GENEL KURUL KONUŞMASI
Konu: İŞ KANUNU İLE BAZI KANUN VE KANUN HÜKMÜNDE KARARNAMELERDE DEĞİŞİKLİK YAPILMASI İLE BAZI ALACAKLARIN YENİDEN YAPILANDIRILMASINA DAİR KANUN TASARI VE TEKLİFLERİ
Yasama Yılı:4
Birleşim:121
Tarih:20.07.2014

MEHMET ERDOĞAN (Muğla) - Sayın Başkan, değerli milletvekilleri; 639 sıra sayılı Kanun Tasarısı'nın 40'ıncı maddesi üzerinde vermiş olduğumuz önerge hakkında söz aldım. Hepinizi saygıyla selamlıyorum.

Verilen görev 1:
Genel kurul konuşmasının tamamını, tek bir harfini bile değiştirmeden yazıya geçirin.

Mevcut satırlar:

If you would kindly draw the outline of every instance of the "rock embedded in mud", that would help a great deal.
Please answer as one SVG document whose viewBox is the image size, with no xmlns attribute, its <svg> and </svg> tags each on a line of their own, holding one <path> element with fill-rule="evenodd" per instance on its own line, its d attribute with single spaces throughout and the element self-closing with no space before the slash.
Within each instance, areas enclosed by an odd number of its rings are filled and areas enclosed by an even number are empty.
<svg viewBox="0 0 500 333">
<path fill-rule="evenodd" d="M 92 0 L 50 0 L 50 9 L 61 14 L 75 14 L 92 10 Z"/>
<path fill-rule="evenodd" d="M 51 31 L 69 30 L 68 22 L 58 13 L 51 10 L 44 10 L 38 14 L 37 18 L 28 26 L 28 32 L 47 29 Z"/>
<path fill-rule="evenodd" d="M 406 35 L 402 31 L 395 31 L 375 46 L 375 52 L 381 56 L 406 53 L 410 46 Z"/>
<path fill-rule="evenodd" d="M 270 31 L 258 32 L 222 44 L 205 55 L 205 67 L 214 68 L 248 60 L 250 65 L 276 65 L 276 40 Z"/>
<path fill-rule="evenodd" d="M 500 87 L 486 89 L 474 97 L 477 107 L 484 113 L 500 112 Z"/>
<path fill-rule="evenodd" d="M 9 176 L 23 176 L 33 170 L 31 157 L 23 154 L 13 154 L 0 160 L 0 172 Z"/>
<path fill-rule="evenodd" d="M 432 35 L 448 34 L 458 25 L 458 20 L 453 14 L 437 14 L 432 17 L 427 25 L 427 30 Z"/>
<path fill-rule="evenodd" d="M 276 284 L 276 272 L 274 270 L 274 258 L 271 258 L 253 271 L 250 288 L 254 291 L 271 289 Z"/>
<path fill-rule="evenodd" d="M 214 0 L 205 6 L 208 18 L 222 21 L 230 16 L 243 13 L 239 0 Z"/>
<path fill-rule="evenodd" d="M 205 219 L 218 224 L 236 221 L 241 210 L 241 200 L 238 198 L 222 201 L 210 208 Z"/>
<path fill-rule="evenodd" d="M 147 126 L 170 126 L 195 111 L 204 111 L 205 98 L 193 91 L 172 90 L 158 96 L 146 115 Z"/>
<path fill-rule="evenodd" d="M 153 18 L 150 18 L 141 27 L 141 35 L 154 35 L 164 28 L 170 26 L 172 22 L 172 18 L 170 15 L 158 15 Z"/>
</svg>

Verilen görev 2:
Satırların ilkinden başlayıp "Please answer as" ifadesini içeren satırla biten kısmı, iki ucu da dahil olmak üzere yeniden yazın. Bu kısımda "outline" sözcüğünü "contour" ile değiştirin, başka hiçbir yeri ellemeyin ve yalnızca bu satırları verin.

Yanıt 1:
GENEL KURUL KONUŞMASI
Konu: İŞ KANUNU İLE BAZI KANUN VE KANUN HÜKMÜNDE KARARNAMELERDE DEĞİŞİKLİK YAPILMASI İLE BAZI ALACAKLARIN YENİDEN YAPILANDIRILMASINA DAİR KANUN TASARI VE TEKLİFLERİ
Yasama Yılı:4
Birleşim:121
Tarih:20.07.2014

MEHMET ERDOĞAN (Muğla) - Sayın Başkan, değerli milletvekilleri; 639 sıra sayılı Kanun Tasarısı'nın 40'ıncı maddesi üzerinde vermiş olduğumuz önerge hakkında söz aldım. Hepinizi saygıyla selamlıyorum.

Yanıt 2:
If you would kindly draw the contour of every instance of the "rock embedded in mud", that would help a great deal.
Please answer as one SVG document whose viewBox is the image size, with no xmlns attribute, its <svg> and </svg> tags each on a line of their own, holding one <path> element with fill-rule="evenodd" per instance on its own line, its d attribute with single spaces throughout and the element self-closing with no space before the slash.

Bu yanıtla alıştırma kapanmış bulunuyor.